• _Problem statement_:
Rewrite the lines of the records below as a numbered list, starting at the line that contains "Exercise. Annotate the bare" and ending at the line that contains "x=328, y=384", with both of those lines included. Leave out any blank lines.

Start of Data excerpts

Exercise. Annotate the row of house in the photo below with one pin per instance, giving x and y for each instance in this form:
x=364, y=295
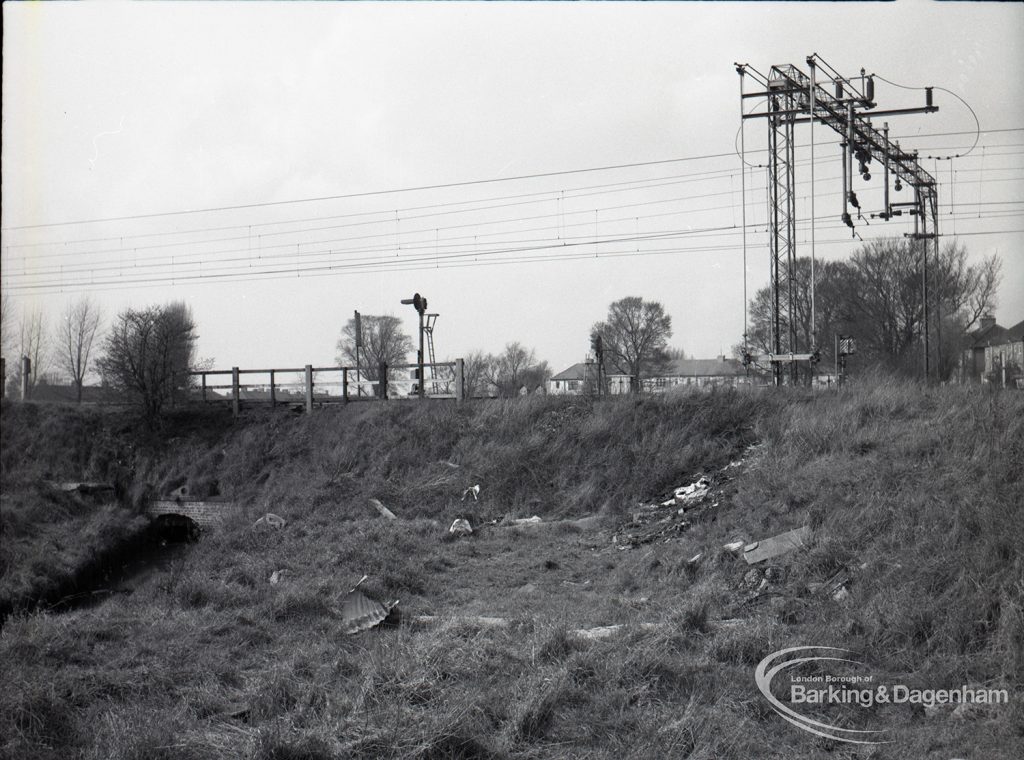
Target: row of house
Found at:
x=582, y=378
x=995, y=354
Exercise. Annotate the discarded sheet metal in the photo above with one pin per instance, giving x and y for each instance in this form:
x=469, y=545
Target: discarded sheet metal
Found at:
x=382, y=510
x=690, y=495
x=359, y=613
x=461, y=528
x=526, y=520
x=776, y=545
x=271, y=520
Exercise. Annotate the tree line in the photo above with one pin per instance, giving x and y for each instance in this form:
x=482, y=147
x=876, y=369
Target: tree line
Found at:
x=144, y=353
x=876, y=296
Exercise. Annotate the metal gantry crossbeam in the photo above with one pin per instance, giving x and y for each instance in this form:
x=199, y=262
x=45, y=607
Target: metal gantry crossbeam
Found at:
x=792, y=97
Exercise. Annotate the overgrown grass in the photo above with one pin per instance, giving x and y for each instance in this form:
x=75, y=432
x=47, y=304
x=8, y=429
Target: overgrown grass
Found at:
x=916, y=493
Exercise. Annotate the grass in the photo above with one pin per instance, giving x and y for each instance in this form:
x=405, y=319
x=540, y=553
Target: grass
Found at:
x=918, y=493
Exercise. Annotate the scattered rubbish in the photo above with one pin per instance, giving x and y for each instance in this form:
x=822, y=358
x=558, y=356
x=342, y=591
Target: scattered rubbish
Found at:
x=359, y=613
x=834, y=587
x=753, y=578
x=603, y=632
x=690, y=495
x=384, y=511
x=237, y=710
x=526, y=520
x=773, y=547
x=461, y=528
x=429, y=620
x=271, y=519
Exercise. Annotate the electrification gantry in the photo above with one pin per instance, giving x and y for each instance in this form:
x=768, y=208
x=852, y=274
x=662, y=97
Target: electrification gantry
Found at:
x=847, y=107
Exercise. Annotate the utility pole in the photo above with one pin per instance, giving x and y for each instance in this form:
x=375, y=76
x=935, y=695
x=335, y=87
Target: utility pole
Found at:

End of Data excerpts
Start of Data excerpts

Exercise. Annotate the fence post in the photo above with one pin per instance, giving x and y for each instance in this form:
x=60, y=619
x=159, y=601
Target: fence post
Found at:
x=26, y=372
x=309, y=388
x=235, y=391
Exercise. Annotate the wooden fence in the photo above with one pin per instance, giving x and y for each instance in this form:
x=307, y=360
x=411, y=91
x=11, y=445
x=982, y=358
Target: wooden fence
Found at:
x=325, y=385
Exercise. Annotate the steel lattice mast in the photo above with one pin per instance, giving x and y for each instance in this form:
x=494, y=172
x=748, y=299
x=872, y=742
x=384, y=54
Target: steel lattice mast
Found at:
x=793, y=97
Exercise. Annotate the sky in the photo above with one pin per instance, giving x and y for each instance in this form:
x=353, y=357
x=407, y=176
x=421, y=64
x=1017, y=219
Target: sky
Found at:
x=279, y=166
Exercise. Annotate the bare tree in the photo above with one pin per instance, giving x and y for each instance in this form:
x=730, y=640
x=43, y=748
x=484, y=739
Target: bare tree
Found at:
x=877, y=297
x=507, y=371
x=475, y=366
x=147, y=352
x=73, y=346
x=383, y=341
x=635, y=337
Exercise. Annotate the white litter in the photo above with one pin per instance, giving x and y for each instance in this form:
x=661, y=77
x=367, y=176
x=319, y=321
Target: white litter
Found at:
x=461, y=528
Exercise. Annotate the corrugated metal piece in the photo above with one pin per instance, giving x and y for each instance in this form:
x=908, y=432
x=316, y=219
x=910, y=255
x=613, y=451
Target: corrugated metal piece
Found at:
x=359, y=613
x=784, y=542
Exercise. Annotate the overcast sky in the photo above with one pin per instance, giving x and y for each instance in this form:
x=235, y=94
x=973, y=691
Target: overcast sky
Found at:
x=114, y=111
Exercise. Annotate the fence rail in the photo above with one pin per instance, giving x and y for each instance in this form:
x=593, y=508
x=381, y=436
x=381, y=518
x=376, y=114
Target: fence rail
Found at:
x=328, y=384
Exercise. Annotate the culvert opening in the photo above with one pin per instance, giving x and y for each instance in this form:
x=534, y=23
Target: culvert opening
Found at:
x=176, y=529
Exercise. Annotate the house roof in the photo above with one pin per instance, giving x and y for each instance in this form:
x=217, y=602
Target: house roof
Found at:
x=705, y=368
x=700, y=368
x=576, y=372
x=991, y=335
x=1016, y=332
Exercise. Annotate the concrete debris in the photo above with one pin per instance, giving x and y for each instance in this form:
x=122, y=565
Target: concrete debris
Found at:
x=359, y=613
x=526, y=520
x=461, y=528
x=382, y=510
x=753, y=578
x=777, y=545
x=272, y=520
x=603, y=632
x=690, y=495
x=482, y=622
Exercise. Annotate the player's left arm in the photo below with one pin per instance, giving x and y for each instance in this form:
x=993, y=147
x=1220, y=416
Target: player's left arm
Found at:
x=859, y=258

End of Data excerpts

• _Solution to this exercise_:
1. Exercise. Annotate the bare tree in the photo above with one pin per instance, giving x and y for each instance in this form:
2. x=730, y=640
3. x=43, y=748
4. x=484, y=739
5. Target: bare tree
6. Found at:
7. x=877, y=297
8. x=507, y=371
9. x=475, y=366
10. x=147, y=352
11. x=73, y=346
12. x=383, y=341
13. x=635, y=337
14. Exercise. Annotate the white litter in the photo above with one pin per instance, giving x and y for each instance in this form:
15. x=661, y=77
16. x=367, y=176
17. x=319, y=321
18. Target: white litter
19. Found at:
20. x=461, y=528
21. Exercise. Annotate the corrugated metal piece in the photo above with one pin per instance, giving x and y for each instance in this form:
22. x=908, y=432
23. x=316, y=219
24. x=910, y=255
25. x=613, y=451
26. Target: corrugated metal piece
27. Found at:
28. x=359, y=613
29. x=784, y=542
30. Exercise. Annotate the overcast sky in the photo above with one pin per instance, giving x and y for each instance in this form:
31. x=235, y=94
32. x=973, y=691
33. Target: overcast sky
34. Found at:
35. x=114, y=111
36. Exercise. Annotate the fence rail in the photo above with one pin per instance, giving x and y for each instance in this form:
37. x=593, y=508
38. x=381, y=436
39. x=381, y=518
40. x=376, y=114
41. Target: fence rail
42. Found at:
43. x=328, y=384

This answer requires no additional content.